[Items from a labeling collection]
— begin —

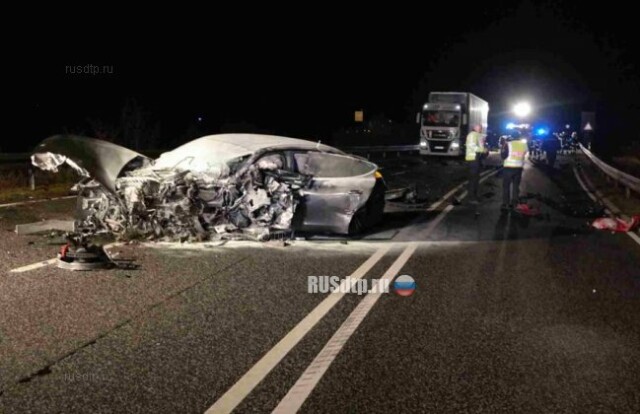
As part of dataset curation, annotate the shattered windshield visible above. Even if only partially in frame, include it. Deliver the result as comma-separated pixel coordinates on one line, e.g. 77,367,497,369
422,111,460,127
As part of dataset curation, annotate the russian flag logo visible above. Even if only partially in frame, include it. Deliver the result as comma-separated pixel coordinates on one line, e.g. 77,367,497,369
393,275,416,296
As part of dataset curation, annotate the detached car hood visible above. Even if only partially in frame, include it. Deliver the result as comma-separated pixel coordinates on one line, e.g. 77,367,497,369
31,135,151,193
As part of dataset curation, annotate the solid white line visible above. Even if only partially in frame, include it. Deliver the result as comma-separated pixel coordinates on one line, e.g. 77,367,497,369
9,258,58,273
205,170,484,414
9,242,125,273
273,205,453,414
205,244,392,414
573,167,640,245
273,243,418,414
0,196,77,208
273,170,498,414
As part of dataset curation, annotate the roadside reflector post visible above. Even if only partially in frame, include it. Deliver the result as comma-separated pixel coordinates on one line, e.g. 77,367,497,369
29,168,36,191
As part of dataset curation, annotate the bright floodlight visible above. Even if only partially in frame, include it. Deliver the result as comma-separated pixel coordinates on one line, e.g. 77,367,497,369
513,102,531,118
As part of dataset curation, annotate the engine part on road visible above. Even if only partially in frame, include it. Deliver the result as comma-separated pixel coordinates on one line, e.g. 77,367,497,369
591,216,640,233
56,244,114,271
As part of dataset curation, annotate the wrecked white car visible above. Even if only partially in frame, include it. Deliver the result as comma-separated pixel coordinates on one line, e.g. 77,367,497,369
32,134,385,241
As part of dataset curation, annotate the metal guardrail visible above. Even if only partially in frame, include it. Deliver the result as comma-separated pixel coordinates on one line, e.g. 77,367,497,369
580,144,640,198
340,145,420,158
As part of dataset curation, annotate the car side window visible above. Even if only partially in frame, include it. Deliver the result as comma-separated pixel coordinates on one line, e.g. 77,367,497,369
255,152,287,170
292,151,318,174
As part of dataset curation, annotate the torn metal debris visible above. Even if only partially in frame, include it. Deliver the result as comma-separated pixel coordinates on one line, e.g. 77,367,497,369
32,134,384,245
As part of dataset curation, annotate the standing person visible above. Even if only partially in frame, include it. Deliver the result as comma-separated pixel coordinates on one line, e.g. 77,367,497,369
544,135,562,170
464,124,489,204
500,131,527,211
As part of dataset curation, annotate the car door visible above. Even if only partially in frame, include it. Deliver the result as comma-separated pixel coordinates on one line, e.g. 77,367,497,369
289,151,377,234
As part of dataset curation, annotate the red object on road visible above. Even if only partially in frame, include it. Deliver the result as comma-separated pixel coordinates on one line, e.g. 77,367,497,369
591,216,640,233
60,244,69,258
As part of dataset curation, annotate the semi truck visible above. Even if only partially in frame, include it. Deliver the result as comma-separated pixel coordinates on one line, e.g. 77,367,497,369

— end —

> [Set task]
Write out all the rows above again with each "dataset curation" changed to "quality review" and everything else kept the same. Omit the pictures.

> [The result]
As part of quality review, annotate the shattered windshield visible above. Even if only partially in frame, include it. Deliver the result as comma-separated pixel coordinates on one line, e.g. 77,367,497,369
422,111,460,127
As part of quality review, annotate the russian flag logo visible above. Even if only partially in frame, include it. Deliver the result as comma-separated pixel coordinates on one line, e.g. 77,367,497,369
393,275,416,296
As part of quality review, annotate the detached car hood visible above. Even if only partially in frame, include it. Deliver the result as comma-separated pixel coordinates on one line, e.g. 77,367,497,369
31,135,151,193
As part of quality review, annotate the solid white line visible above. Even if only partially in frame, include it. Deliver the result as comma-separated pixel coordinates on one line, e.g. 77,367,497,369
9,258,58,273
205,170,484,414
9,242,125,273
273,205,453,414
205,244,392,414
573,167,640,245
273,243,418,414
0,196,77,208
273,170,498,414
As part of quality review, annotate the roadside reflector post visible above. Even if only partially in frame, include it. Deliver the result as comma-separated pixel coordinates on one line, e.g. 77,367,497,369
29,168,36,191
As part of quality review, annotate the bright floodlight visible above. Even if only partially in frame, include it. Deliver the result as comma-separated pixel coordinates on one line, e.g. 77,367,497,369
513,102,531,118
As part of quality review, annotate the engine part on road visible above. Even if only partially in frame, include it. Deliver the result as comma-separated pixel coordinates on one line, e.g. 77,367,497,369
591,216,640,233
56,244,114,271
As part of quality review, annotate the wrecked white car visible above. Even if only partially in frame, include it. Deliver the result as comma-separated pixel coordinates on one line, e.g. 77,367,497,369
32,134,385,241
As part of quality review, annotate the metal guardrail visible above. Even if only partially in frame, include it. Deliver the result as comma-separated pixel coordinates on one line, e.g. 77,367,497,369
580,144,640,198
340,145,420,158
As part of quality review, annotate the car side window visible above. Even if only partially in frame, include it. Deliver the result as comma-separated pixel coordinates on one line, e.g. 77,367,497,369
255,152,287,170
292,151,318,174
As part of quality review, annotate the torn metal debris visible above. Even if only partially in frame, include it. Deliver the result as comma-separated pixel coordinates on one line, e.g. 77,367,497,369
32,134,384,245
As part of quality review, annotate the standing person visible above. Even if only partially in frame, include it. Deliver the result as comma-separated pixel coordinates on one line, e.g. 77,367,497,369
544,135,562,170
464,124,489,204
500,131,527,211
As part of quality review, annotate the car door visible above. Even if only partially in frame, include it. Deliver the result as comma-separated pixel coordinates on one line, e.g. 77,367,497,369
289,151,377,234
As part of quality review, annotate the red object on road visible above. Even if only partially in frame, include it. Deliver the result as comma-separated pixel coordinates on one line, e.g. 77,367,497,369
591,216,640,233
60,244,69,258
As part of quality review, annotate the semi truck visible above. Even if only partially in frame, include it. Deliver the result as comma-separated pixel coordinates on one line, e.g. 77,367,497,369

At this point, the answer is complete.